=== INFORMATION ===

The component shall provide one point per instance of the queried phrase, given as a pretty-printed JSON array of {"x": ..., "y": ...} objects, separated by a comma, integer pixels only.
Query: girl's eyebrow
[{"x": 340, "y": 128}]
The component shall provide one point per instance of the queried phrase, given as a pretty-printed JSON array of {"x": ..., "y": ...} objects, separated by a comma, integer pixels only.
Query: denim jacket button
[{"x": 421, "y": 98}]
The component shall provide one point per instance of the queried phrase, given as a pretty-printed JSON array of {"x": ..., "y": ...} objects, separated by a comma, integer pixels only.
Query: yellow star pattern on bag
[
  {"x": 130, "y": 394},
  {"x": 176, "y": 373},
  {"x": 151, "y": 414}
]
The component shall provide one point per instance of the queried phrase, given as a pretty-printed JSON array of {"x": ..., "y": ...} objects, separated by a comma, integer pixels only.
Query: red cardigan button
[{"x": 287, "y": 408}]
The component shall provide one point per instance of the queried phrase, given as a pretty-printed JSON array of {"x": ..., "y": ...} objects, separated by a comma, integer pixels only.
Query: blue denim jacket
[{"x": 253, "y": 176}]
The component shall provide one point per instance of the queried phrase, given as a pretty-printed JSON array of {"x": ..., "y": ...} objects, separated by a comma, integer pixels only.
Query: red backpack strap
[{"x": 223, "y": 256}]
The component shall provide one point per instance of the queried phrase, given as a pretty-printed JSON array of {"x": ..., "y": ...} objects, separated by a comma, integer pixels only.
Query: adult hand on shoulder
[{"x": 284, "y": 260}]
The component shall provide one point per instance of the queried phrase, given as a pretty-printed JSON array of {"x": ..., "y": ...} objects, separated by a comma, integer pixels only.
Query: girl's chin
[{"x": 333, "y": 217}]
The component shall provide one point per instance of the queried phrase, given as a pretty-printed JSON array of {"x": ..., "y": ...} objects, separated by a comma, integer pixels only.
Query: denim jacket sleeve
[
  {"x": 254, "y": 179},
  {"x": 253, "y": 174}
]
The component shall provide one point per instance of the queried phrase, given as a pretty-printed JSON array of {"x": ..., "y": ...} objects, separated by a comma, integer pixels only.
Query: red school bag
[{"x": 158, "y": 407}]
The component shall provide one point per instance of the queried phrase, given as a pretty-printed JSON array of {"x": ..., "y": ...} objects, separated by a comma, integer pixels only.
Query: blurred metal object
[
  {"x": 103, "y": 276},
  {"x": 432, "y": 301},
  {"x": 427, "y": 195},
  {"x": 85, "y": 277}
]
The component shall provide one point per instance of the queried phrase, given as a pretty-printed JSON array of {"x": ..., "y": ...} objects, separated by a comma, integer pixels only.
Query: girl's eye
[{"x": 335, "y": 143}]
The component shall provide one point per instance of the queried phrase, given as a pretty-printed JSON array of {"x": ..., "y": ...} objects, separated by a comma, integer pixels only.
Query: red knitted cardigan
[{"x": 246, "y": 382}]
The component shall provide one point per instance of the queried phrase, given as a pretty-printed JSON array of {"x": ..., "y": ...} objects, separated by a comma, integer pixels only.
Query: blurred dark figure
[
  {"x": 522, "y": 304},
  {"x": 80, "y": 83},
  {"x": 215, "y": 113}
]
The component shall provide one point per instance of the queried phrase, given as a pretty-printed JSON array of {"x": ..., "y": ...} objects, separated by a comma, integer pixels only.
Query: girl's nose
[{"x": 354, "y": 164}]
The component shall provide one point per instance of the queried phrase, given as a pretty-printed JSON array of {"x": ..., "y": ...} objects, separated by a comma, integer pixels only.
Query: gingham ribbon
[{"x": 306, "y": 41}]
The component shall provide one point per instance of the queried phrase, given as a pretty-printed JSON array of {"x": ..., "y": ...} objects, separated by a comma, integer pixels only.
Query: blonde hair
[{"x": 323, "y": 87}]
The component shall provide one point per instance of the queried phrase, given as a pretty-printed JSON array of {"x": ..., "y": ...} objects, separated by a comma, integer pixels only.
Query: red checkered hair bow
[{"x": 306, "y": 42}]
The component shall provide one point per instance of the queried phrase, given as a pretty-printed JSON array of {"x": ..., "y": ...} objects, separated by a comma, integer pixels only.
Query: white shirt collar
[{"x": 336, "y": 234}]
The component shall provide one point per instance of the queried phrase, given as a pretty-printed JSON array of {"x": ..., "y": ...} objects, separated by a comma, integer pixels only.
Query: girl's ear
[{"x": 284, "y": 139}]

===

Each record above is to be reproduced exactly, in full.

The component shall provide one point per instance of the queried phrase, given as a pretty-printed JSON array of {"x": ..., "y": ...} objects, separated by a comma, integer pixels only.
Query: girl's eyebrow
[{"x": 340, "y": 128}]
The component shall provide one point per instance of the queried phrase, given as a pretty-printed JSON array of {"x": ..., "y": ...} objects, separated by a comma, integer pixels only.
Query: denim jacket button
[{"x": 421, "y": 98}]
The component shall provide one point per instance of the queried phrase, given as a pretty-printed JSON array of {"x": ..., "y": ...} objects, separated by a comma, integer pixels only.
Query: yellow star pattern on bag
[
  {"x": 130, "y": 394},
  {"x": 176, "y": 373},
  {"x": 151, "y": 414}
]
The component shall provide one point per instance of the queried phrase, given as a pretty-printed JSON array of {"x": ..., "y": ...} objects, separated by a comma, integer pixels only.
Query: red cardigan button
[{"x": 287, "y": 408}]
The component shall provide one point per instance of the queried phrase, given as a pretty-printed JSON array of {"x": ..., "y": ...} objects, separated by a comma, integer pixels only.
Query: blue denim jacket
[{"x": 253, "y": 176}]
The component shall provide one point per instance of the queried phrase, given as a pretty-printed JSON array of {"x": ..., "y": ...} objects, separated by a comma, integer pixels only.
Query: red backpack strap
[{"x": 223, "y": 256}]
The component shall provide one point per instance of the queried phrase, given as a pretty-printed JSON array of {"x": ..., "y": ...} objects, separated by a comma, integer pixels only.
Query: adult hand on shoulder
[{"x": 284, "y": 260}]
The component shall provide one point per instance of the queried phrase, given as a pretty-printed JSON array of {"x": ..., "y": ...} objects, separated by a comma, integer pixels only.
Query: girl's chin
[{"x": 333, "y": 217}]
The component shall provide one point per instance of the queried phrase, given as a pretty-printed JSON array of {"x": ..., "y": ...} objects, separated by a comma, integer pixels only.
Query: denim jacket sleeve
[
  {"x": 254, "y": 179},
  {"x": 253, "y": 174}
]
The component shall provide one point per instance of the queried phrase, given as a pretty-printed JSON array of {"x": ..., "y": ...} objects, separated by a comma, integer pixels only.
Query: red school bag
[{"x": 158, "y": 407}]
The component shall provide one point per instance of the queried phrase, given as a pretty-printed JSON array of {"x": ..., "y": ...} objects, separated by a comma, integer pixels only.
Query: blurred metal object
[
  {"x": 103, "y": 276},
  {"x": 432, "y": 301},
  {"x": 427, "y": 195},
  {"x": 85, "y": 277}
]
The component shall provide one point per instance of the queried phrase, given as a pretty-printed JSON array of {"x": ..., "y": ...} objects, separated by a comma, integer pixels only.
Query: girl's eye
[{"x": 335, "y": 143}]
The component shall provide one point per instance of the queried phrase, given as a pretty-printed JSON array of {"x": ..., "y": ...} objects, separated by a comma, integer pixels only.
Query: red knitted cardigan
[{"x": 246, "y": 382}]
The component shall provide one point per instance of the queried phrase, given as a pretty-printed JSON array of {"x": ..., "y": ...} objects, separated by a comma, integer pixels only.
Query: blurred dark figure
[
  {"x": 522, "y": 304},
  {"x": 80, "y": 83},
  {"x": 215, "y": 113}
]
The component shall provide one point per instance of the queried phrase, given as a pretty-printed JSON array of {"x": ..., "y": ...} objects, separated by a comma, integer pixels only.
Query: girl's nose
[{"x": 354, "y": 164}]
The component shall provide one point per instance of the queried phrase, given as a pretty-printed JSON array of {"x": ..., "y": ...} objects, separated by a comma, integer pixels only.
Query: gingham ribbon
[{"x": 306, "y": 41}]
The component shall provide one point per instance of the queried phrase, given as a pretty-printed JSON array of {"x": ..., "y": ...} objects, separated by a comma, integer pixels only.
Query: blonde hair
[{"x": 323, "y": 87}]
The component shall provide one point per instance of the queried phrase, given as a pretty-printed JSON array of {"x": ..., "y": ...} objects, separated by a comma, integer pixels only.
Query: red checkered hair bow
[{"x": 306, "y": 42}]
The component shall provide one point per instance of the queried phrase, given as a pretty-printed JSON array of {"x": ..., "y": ...} objects, separated by a comma, integer pixels only.
Query: white shirt collar
[{"x": 336, "y": 234}]
The component shall provide one point per instance of the queried phrase, given as a pretty-printed JSON array of {"x": ..., "y": ...} objects, separated by a comma, integer pixels only.
Query: girl's ear
[{"x": 284, "y": 139}]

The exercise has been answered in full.